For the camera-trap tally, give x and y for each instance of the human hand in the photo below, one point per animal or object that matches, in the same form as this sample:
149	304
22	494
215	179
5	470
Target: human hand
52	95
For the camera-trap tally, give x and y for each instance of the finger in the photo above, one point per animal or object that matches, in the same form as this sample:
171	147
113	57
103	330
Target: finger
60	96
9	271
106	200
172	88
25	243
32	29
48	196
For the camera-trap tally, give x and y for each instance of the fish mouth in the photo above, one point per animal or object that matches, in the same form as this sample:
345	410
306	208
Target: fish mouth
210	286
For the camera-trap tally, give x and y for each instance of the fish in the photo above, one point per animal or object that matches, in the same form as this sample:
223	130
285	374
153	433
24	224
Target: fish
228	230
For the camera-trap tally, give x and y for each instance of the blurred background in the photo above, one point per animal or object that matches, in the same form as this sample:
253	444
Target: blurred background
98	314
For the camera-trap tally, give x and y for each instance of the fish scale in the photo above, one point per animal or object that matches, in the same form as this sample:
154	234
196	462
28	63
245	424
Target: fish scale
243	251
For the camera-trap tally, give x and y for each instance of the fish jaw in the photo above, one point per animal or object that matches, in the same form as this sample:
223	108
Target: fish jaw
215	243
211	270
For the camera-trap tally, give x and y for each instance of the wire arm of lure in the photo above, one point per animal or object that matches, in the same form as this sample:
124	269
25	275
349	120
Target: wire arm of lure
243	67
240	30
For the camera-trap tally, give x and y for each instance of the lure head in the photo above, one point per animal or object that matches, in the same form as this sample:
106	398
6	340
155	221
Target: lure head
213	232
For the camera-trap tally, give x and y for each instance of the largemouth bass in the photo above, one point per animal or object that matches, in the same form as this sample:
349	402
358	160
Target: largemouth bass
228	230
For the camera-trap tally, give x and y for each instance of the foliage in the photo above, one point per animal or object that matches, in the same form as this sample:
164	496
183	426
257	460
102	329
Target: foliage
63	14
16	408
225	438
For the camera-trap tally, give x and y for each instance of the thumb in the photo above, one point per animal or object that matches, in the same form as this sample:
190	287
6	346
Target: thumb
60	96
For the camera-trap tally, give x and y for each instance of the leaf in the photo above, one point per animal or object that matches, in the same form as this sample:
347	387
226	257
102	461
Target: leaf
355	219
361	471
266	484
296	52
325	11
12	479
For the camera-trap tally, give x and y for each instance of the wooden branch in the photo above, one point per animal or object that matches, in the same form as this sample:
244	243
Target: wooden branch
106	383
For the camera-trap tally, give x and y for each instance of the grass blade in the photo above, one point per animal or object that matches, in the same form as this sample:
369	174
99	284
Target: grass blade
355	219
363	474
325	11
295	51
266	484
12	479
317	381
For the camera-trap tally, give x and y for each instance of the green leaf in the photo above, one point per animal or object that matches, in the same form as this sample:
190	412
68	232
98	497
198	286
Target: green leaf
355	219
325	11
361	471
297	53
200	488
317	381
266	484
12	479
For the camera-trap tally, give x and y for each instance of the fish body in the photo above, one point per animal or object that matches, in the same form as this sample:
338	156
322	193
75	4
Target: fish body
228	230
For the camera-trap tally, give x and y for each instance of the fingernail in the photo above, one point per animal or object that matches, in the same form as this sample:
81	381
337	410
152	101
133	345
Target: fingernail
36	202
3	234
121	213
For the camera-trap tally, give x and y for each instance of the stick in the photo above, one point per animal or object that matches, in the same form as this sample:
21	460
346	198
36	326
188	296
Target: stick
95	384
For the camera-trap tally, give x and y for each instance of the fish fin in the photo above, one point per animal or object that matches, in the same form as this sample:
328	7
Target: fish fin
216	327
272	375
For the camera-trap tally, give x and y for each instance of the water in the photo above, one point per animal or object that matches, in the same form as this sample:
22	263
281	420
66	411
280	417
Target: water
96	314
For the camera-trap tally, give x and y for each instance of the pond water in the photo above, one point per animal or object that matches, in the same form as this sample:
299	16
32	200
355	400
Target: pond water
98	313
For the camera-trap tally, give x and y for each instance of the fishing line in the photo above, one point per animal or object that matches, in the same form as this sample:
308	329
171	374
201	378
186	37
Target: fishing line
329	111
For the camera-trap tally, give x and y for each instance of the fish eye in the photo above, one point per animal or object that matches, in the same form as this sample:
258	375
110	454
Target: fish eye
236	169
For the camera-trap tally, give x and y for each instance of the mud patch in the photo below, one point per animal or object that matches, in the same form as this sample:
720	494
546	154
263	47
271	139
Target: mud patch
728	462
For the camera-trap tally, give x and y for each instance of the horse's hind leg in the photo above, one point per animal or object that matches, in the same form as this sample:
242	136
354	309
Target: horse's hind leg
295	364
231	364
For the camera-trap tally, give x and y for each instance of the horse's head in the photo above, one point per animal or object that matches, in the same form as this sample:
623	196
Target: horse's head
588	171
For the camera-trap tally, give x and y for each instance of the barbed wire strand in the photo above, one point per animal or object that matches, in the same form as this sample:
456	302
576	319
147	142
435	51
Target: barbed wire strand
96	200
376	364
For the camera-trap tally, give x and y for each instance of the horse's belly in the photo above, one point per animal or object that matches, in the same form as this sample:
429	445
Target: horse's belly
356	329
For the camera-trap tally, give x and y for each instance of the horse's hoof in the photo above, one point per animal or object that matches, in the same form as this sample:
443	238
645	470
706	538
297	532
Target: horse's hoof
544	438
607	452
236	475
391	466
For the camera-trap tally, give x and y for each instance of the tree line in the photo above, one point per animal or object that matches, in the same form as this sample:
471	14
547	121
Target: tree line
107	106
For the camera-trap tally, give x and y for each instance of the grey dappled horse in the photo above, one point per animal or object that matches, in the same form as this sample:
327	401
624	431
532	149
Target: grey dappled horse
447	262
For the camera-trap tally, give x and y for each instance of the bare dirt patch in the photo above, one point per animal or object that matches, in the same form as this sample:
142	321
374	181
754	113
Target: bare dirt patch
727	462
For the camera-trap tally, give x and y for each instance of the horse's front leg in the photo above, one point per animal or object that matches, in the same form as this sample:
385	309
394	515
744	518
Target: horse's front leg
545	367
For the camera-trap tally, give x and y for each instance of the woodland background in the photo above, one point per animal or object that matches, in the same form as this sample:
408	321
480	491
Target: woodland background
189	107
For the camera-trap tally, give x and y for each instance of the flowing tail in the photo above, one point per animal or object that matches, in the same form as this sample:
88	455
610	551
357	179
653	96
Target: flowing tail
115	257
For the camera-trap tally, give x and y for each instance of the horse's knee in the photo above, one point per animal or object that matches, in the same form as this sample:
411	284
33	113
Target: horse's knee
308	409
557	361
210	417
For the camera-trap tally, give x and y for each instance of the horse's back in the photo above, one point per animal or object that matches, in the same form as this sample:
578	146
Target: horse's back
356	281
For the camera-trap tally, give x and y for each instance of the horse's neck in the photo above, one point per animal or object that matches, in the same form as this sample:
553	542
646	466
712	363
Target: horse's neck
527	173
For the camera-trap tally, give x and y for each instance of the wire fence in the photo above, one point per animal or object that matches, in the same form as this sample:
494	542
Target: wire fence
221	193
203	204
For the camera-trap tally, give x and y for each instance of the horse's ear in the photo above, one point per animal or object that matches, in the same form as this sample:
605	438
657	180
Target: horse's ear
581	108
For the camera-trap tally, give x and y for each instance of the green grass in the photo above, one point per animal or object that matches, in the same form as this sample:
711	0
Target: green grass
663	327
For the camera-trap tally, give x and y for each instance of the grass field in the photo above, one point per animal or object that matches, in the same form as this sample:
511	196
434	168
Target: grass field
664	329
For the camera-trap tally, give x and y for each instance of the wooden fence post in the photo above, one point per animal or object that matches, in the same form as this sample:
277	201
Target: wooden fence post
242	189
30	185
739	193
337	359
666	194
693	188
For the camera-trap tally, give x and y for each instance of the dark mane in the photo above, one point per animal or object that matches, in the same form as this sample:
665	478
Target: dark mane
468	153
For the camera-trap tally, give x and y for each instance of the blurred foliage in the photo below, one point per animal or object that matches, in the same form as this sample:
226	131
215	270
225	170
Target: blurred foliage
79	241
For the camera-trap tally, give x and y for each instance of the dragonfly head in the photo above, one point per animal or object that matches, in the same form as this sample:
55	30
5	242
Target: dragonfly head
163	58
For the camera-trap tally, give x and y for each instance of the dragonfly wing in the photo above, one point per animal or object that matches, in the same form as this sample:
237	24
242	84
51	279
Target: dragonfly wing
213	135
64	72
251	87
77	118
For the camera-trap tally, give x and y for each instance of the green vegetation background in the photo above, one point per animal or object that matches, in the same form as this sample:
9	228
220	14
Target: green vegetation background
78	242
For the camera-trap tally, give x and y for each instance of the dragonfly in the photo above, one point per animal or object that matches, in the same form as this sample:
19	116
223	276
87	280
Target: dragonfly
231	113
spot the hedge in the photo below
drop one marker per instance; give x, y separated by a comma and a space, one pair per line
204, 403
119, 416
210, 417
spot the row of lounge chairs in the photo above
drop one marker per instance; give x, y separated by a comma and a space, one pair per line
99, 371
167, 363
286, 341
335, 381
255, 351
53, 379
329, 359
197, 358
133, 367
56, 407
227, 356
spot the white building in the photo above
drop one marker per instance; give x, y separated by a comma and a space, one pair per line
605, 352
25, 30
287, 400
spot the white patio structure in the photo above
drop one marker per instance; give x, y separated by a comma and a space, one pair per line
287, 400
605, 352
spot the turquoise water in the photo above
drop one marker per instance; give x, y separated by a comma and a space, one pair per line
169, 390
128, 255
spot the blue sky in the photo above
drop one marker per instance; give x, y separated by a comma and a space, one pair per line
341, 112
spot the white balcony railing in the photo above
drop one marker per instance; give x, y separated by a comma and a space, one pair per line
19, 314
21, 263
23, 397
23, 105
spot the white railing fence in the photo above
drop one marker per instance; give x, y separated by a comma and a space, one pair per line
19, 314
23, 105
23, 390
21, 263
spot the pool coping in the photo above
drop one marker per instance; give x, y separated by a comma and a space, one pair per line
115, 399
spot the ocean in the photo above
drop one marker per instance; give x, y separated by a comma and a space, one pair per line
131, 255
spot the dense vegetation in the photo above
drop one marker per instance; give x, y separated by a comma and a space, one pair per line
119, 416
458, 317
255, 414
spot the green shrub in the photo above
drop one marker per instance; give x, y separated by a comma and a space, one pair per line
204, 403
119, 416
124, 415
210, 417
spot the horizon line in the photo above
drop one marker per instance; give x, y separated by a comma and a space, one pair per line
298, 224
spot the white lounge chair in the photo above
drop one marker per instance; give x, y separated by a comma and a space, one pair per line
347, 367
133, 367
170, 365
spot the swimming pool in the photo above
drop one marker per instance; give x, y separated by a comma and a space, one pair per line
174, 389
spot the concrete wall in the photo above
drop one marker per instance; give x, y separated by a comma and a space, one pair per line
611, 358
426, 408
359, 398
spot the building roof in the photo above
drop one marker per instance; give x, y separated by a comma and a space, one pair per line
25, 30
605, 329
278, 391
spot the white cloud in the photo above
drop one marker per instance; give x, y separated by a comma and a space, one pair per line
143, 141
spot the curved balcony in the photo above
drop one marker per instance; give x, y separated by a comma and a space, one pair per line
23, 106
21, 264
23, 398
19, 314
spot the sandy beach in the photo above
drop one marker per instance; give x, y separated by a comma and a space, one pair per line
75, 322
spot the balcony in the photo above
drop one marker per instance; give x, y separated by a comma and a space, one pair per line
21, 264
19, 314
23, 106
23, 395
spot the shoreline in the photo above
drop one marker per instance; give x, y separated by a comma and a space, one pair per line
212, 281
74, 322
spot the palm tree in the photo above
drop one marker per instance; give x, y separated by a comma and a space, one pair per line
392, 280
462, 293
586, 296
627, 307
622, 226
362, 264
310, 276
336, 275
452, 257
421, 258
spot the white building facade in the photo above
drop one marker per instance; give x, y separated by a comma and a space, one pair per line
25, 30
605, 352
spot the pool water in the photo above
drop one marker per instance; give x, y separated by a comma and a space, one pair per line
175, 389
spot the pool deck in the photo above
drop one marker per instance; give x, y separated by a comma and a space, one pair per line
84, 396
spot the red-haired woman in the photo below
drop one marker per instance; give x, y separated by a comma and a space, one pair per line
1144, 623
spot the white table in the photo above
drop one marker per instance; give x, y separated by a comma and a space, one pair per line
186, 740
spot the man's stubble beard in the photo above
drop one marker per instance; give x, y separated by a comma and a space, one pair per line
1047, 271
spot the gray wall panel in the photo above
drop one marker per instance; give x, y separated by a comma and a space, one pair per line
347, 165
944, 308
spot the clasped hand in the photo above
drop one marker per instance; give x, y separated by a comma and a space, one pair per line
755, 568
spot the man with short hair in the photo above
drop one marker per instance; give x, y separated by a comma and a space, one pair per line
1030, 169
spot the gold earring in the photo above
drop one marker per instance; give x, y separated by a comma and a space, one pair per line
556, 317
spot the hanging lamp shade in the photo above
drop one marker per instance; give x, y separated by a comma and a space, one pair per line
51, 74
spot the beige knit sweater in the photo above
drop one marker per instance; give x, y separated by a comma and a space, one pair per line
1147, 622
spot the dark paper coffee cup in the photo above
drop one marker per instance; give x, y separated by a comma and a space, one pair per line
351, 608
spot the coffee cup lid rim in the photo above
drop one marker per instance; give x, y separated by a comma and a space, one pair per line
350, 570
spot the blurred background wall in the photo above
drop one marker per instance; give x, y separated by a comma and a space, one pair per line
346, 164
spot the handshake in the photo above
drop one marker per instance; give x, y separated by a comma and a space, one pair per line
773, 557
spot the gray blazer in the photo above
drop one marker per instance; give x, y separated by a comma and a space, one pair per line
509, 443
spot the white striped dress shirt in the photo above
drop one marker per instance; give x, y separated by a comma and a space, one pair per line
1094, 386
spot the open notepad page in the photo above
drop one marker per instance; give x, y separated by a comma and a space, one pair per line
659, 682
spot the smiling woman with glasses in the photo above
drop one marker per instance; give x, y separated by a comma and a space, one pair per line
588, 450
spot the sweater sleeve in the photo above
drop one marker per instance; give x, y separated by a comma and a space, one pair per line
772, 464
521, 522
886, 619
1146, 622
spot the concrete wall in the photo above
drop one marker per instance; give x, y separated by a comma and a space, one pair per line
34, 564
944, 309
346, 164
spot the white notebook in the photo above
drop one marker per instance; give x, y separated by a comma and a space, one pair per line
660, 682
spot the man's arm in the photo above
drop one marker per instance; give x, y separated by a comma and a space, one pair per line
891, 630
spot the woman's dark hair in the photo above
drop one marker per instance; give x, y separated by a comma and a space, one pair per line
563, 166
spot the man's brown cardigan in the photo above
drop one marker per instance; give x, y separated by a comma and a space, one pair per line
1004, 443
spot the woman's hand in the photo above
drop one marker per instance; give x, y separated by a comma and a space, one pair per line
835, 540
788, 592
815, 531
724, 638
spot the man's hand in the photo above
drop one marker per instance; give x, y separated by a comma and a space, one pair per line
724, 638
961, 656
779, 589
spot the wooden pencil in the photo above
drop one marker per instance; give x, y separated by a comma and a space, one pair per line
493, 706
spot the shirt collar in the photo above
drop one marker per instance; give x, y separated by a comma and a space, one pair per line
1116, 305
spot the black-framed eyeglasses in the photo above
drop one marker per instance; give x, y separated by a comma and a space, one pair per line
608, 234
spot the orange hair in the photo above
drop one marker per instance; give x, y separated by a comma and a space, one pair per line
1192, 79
--------------------------------
Where the word "woman" appears in a line of the entries above, count that line; give only the number.

4